## Text to read
------------------------------------------------------------

This chapter explores how you can conduct Chaos Engineering against your application running in Kubernetes.

Prerequisites

This chapter uses a cluster with 3 master nodes and 5 worker nodes as described here: multi-master, multi-node gossip based cluster.

All configuration files for this chapter are in the experiments directory. Make sure you change to that directory before executing any commands from this chapter.

You will need to install the open source Chaos Toolkit to run the examples in this chapter.

Introduction to Chaos Engineering

Chaos Engineering is the discipline of working with the uncertainty of distributed systems at scale. Modern distributed systems naturally become more complex in order to accomodate essential system size, distribution and the desirable benefit of increased speed of system change.

Given the number of variables involved, it is difficult in the extreme to formally, and before-time, prove that a system is faultless, especially when the system is constantly changing. Chaos Engineering is an answer to this challenge as it specifically provides a means of improving confidence in the system’s availability under various production conditions.

An empirical process, Chaos Engineering experiments exercise a distributed system to see what weaknesses can be found.

The Chaos Engineering Process

The "Principles of Chaos" define the practical process that Chaos Engineering executes as:

  1. Start by defining ‘steady state’ as some measurable output of a system that indicates normal behavior.

  2. Hypothesize that this steady state will continue in both the control group and the experimental group.

  3. Introduce variables that reflect real world events like servers that crash, hard drives that malfunction, network connections that are severed, etc.

------------------------------------------------------------

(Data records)
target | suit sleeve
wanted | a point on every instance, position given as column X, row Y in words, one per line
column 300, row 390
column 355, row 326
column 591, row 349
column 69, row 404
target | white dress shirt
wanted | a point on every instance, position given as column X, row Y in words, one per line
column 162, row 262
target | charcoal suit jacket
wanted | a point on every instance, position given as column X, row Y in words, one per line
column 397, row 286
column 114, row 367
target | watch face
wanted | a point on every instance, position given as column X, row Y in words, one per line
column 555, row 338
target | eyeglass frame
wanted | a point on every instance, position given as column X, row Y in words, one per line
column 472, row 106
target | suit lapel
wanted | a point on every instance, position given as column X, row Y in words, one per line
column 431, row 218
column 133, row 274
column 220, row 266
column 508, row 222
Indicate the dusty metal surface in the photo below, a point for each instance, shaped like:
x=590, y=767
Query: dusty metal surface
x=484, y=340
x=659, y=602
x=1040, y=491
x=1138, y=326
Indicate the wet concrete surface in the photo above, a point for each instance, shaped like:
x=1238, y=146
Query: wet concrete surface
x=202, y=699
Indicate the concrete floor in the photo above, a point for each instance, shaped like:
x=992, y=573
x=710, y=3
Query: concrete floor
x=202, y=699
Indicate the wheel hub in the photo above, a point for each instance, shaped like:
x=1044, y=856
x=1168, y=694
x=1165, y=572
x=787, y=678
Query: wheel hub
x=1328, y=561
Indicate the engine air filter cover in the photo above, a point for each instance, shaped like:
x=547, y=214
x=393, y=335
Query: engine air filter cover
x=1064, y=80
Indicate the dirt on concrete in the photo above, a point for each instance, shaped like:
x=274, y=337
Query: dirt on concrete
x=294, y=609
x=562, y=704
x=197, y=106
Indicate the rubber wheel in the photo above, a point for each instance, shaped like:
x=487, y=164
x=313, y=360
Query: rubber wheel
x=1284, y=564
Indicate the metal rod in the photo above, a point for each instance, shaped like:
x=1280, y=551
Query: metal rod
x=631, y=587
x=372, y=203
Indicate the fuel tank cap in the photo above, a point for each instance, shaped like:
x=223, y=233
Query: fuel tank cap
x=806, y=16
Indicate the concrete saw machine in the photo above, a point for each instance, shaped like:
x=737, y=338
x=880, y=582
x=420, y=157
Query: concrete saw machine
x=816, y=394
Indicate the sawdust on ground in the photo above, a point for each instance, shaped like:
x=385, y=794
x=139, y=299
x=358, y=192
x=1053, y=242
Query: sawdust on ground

------------------------------------------------------------

## What this task involves
According to the chaos engineering text, how many master nodes and worker nodes does the cluster in this chapter have? The rows are separate material, apart from the chaos engineering text.

## Output
3 master nodes and 5 worker nodes.